[BEGIN Supplied text]
Chair of the New York Democratic Party
- In office June 5, 2012 – May 21, 2014 Serving with Stephanie Miner (June 2012 – April 2014)
- Preceded by: Jay S. Jacobs
- Succeeded by: David Paterson

Member of the New York State Assembly from the 70th district
- In office January 3, 1993 – December 31, 2016
- Preceded by: Geraldine Daniels
- Succeeded by: Inez Dickens

Personal details
- Born: January 3, 1955 (age 71) New York City, New York, U.S.
- Party: Democratic
- Spouse: Susan Wright
- Children: 2, including Jordan
- Education: Tufts University (BA) Rutgers University, Newark (JD)

= Keith L. T. Wright =

American politician (born 1955)

Keith L. T. Wright (born January 3, 1955) is an American politician and a former member of the New York State Assembly. He was first elected to the assembly in 1992 and was re-elected eleven times.
[END Supplied text]
[BEGIN Record set]
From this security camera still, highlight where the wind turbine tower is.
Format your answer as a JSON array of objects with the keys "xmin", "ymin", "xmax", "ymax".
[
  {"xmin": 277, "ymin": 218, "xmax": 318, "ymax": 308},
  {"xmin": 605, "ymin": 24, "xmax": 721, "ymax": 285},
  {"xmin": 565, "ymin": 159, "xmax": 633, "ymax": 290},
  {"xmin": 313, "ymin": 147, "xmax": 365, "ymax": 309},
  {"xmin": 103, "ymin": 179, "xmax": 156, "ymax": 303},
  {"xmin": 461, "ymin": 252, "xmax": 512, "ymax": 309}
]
[END Record set]
### Exercise set
A: From the Keith Wright profile, list every person named as having preceded or succeeded Wright in an office.
B: Please go on with the Keith Wright profile, starting after its final sentence.
The lines above were taken from a different source than the Keith Wright profile.

### Results for the exercise
A: Jay S. Jacobs, David Paterson, Geraldine Daniels, Inez Dickens

B:
In early 2007, he proposed a bill limiting retail sale of violent video games for individuals below 18 years of age. This proposed law stirred up controversy and protest amongst gamer communities. Wright is also the author of the bill to apologize for African slavery in New York, which was second only to South Carolina in the American slave trade, the first Northern State make such an apology. Wright is also credited with coining the term "Super-Duper Tuesday" in response to the shifting of New York's election primary date to the 5th of February. This is now the common terminology for the change of dates nationwide.

==Prior career==
Upon graduating from the Fieldston School, Wright attended Tufts University, where he made the Dean's Honor List. He received his Bachelor of Arts degree in 1977 and continued his educational career, obtaining a Juris Doctor from Rutgers University.

Prior to his election to the assembly, Wright was an associate in the Law Office of Ruffin E. Cotton Jr., specializing in corporate and securities law.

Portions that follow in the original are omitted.